Passage to read:

----------

The risk score for each sample was then calculated using the prediction function in the survival package, and all breast cancer patients were divided into high- and low-risk groups based on the median risk score. Kaplan–Meier survival curves were constructed using the "survminer" and "survival" packages to compare the overall survival between the high and low risk groups. Furthermore, risk curves for all cohorts and survival status maps for all patients were visualized using the pheatmap package. The accuracy of above prognostic model was rigorously appraised through the generation of receiver operating characteristic (ROC) curves and computation of area under the curve (AUC) values [22].

Construction of a nomogram integrating clinical variables

To enhance the precision of prognostic model, a comprehensive nomogram was developed by rms packages, which integrated risk score and clinical variables such as age and TNM stage [23]. The process initiated with univariate and multivariate Cox regression analyses to evaluate the independence of risk scores and clinical variables as prognostic factors. The predictive performance of this nomogram was rigorously compared to other prognostic factors through Receiver Operating Characteristic (ROC) analysis and Decision Curve Analysis (DCA), utilizing the timeROC and ggDCA packages, respectively.

----------

Source information:
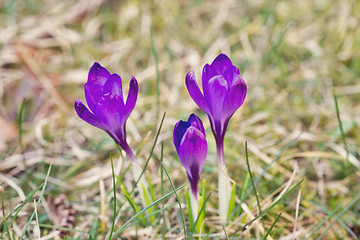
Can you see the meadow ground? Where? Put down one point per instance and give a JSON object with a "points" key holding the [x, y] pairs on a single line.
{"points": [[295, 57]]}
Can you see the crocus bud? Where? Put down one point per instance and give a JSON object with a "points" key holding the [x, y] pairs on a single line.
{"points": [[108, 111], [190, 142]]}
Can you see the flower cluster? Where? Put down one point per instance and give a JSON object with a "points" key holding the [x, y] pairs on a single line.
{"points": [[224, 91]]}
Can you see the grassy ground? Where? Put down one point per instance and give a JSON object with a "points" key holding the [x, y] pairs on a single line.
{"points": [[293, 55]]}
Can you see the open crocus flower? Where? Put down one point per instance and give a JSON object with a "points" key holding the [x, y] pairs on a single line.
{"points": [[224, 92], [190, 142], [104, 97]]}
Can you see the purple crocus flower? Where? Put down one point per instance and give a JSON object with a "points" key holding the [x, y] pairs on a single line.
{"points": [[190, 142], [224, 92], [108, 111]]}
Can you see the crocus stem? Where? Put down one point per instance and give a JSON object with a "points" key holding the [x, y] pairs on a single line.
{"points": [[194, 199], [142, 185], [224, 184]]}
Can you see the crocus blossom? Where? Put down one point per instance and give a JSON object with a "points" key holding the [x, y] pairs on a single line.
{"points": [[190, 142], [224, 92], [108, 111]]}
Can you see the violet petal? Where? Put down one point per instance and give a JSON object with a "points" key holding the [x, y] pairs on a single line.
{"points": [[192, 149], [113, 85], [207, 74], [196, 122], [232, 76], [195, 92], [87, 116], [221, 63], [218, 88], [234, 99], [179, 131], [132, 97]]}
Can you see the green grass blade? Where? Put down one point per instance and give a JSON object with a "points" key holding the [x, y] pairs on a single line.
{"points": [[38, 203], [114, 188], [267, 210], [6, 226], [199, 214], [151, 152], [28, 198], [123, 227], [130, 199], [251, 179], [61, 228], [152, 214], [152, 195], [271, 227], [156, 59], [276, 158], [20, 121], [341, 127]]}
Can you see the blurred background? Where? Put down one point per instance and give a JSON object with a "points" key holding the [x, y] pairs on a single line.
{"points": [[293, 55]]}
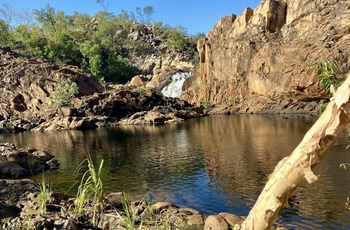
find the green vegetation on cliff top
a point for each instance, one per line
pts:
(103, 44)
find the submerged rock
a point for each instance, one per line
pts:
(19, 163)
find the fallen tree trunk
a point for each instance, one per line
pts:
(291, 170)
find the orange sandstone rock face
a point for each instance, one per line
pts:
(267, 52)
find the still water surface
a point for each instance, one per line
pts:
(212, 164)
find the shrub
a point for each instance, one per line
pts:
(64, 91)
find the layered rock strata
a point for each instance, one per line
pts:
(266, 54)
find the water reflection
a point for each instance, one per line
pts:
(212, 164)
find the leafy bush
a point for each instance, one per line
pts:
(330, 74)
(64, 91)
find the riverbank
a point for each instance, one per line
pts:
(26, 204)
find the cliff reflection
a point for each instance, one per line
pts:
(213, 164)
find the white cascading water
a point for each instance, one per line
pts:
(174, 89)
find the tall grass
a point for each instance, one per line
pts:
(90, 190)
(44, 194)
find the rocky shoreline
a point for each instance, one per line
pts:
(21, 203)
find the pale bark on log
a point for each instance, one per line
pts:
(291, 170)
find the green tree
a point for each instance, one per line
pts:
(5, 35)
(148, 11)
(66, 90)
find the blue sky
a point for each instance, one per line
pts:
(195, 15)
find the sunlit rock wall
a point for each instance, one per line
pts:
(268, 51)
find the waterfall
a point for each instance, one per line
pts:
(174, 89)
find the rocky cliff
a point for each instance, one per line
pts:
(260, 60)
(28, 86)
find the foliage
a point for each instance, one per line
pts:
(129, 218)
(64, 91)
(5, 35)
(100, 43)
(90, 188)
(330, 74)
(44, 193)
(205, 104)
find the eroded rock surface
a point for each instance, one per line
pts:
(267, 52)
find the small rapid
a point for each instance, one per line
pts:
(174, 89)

----------

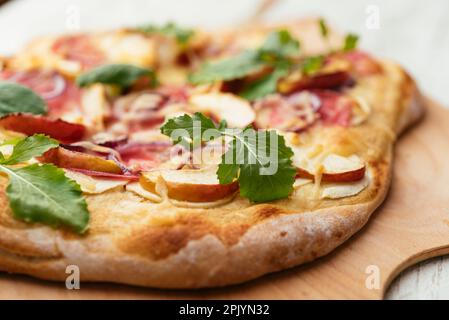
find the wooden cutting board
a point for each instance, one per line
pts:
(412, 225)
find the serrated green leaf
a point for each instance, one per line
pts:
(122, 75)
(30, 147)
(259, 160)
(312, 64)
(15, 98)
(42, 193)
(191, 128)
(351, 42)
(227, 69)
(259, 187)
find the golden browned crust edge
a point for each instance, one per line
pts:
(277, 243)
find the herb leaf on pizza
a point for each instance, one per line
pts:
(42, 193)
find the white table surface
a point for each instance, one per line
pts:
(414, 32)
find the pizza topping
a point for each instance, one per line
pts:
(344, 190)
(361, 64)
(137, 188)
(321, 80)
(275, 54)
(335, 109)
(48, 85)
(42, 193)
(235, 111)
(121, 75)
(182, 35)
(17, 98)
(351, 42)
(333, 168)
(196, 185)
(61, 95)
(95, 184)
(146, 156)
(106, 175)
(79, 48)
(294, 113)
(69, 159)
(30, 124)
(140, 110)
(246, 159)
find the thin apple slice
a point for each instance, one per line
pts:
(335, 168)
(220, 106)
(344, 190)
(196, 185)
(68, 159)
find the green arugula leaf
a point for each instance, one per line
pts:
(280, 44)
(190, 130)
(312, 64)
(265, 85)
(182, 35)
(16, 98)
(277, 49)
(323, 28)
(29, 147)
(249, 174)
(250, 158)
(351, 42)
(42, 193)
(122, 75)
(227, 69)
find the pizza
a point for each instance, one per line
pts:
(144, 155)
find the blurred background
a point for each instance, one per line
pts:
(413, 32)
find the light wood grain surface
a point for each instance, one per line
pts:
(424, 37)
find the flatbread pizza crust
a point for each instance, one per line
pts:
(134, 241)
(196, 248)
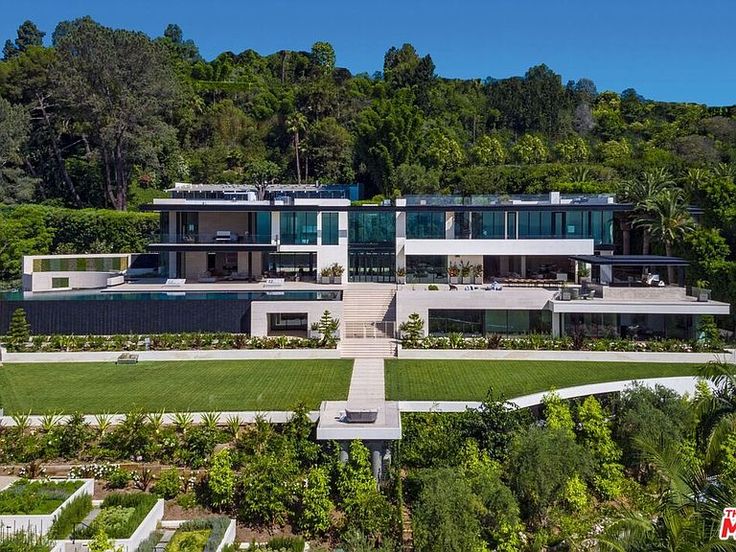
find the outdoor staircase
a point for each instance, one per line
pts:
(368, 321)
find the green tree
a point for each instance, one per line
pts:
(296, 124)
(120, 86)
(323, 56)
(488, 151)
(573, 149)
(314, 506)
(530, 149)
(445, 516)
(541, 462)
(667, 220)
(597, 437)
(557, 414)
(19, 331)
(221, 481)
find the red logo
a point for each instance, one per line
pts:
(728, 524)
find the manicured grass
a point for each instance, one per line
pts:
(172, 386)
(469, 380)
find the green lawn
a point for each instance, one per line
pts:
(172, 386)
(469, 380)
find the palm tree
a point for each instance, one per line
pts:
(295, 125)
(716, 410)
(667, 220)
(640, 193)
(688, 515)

----------

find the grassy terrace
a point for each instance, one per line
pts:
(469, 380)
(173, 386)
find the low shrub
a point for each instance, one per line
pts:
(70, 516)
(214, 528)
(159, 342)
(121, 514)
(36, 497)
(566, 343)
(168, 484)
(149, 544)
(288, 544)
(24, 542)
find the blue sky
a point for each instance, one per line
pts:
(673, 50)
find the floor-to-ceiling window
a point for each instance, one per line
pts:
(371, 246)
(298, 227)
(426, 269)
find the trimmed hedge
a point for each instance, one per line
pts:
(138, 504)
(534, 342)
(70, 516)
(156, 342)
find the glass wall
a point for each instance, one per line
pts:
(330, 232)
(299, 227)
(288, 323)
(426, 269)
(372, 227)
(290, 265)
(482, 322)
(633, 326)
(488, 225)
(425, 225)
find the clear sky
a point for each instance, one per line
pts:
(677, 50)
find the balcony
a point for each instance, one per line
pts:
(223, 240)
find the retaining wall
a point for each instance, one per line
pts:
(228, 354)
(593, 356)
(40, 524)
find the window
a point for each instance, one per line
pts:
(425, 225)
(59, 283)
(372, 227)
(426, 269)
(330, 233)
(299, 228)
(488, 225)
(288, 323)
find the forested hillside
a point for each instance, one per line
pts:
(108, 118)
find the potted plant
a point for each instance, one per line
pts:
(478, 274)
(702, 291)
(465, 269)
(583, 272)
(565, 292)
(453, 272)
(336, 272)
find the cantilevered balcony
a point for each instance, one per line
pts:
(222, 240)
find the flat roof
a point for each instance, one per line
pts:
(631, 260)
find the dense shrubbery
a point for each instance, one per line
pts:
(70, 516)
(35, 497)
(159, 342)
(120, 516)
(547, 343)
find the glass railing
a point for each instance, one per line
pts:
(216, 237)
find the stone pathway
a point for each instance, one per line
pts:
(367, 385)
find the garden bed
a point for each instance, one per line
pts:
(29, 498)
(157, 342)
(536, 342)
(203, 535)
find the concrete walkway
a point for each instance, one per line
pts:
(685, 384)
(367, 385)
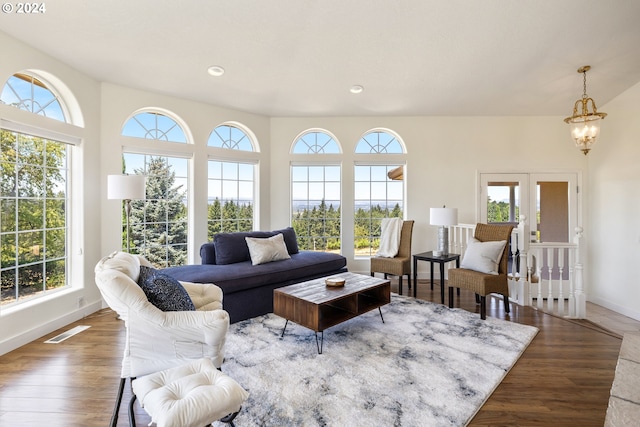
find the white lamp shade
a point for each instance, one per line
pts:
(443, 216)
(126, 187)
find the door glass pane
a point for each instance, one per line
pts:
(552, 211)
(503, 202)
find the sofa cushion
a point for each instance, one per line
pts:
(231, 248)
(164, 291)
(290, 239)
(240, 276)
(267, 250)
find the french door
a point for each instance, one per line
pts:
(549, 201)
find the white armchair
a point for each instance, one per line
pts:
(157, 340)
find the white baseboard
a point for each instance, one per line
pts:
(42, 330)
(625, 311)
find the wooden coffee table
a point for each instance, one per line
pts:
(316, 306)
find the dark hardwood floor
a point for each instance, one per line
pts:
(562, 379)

----------

Brief: Continue the methods passage on the breast cancer prognostic model from its last sentence.

Answer space:
Evaluation of immune landscape in high- and low-risk group

In order to explore the biological functions of different risk group, Gene set enrichment analysis (GSEA) was employed by org.Hs.eg.db and clusterProfiler package, where gene set of "c2.cp.kegg.v7.4.symbols.gmt" was obtained from the MSigDB database (https://www.gsea-msigdb.org/gsea/msigdb/index.jsp) [24]. Given the critical role of the tumor microenvironment (TME) in tumor immunotherapy [9], we utilized the ESTIMATE package to assess TME composition [25]. This entailed calculating immune scores, stromal scores, and ESTIMATE scores, which were used to estimate the levels of stromal and immune cells within malignant tumor tissues based on gene expression characteristics. In addition, the CIBERSORT algorithm was applied to evaluate the transcriptome data and quantify the infiltration levels of 22 immune cells in each sample [26]. Therefore, after evaluating the differences of the above tumor microenvironment and immune infiltration related indicators in the high and low risk groups, Pearson correlation analysis was used to further analyze the correlation between immune cell infiltration level and risk score.

Estimation of immunotherapy response

Following a comprehensive analysis of the immune landscape across various risk groups, we proceeded to investigate their respective immunotherapy responsiveness by assessing parameters such as immune checkpoint expression, and IPS score. The Immunophenotype Score (IPS), a well-established predictor of CTLA-4 and PD-1 responsiveness, was acquired from the TCIA database (https://tcia.at/) and leveraged to forecast the responses of high- and low-risk groups during immune checkpoint inhibitor therapy [27].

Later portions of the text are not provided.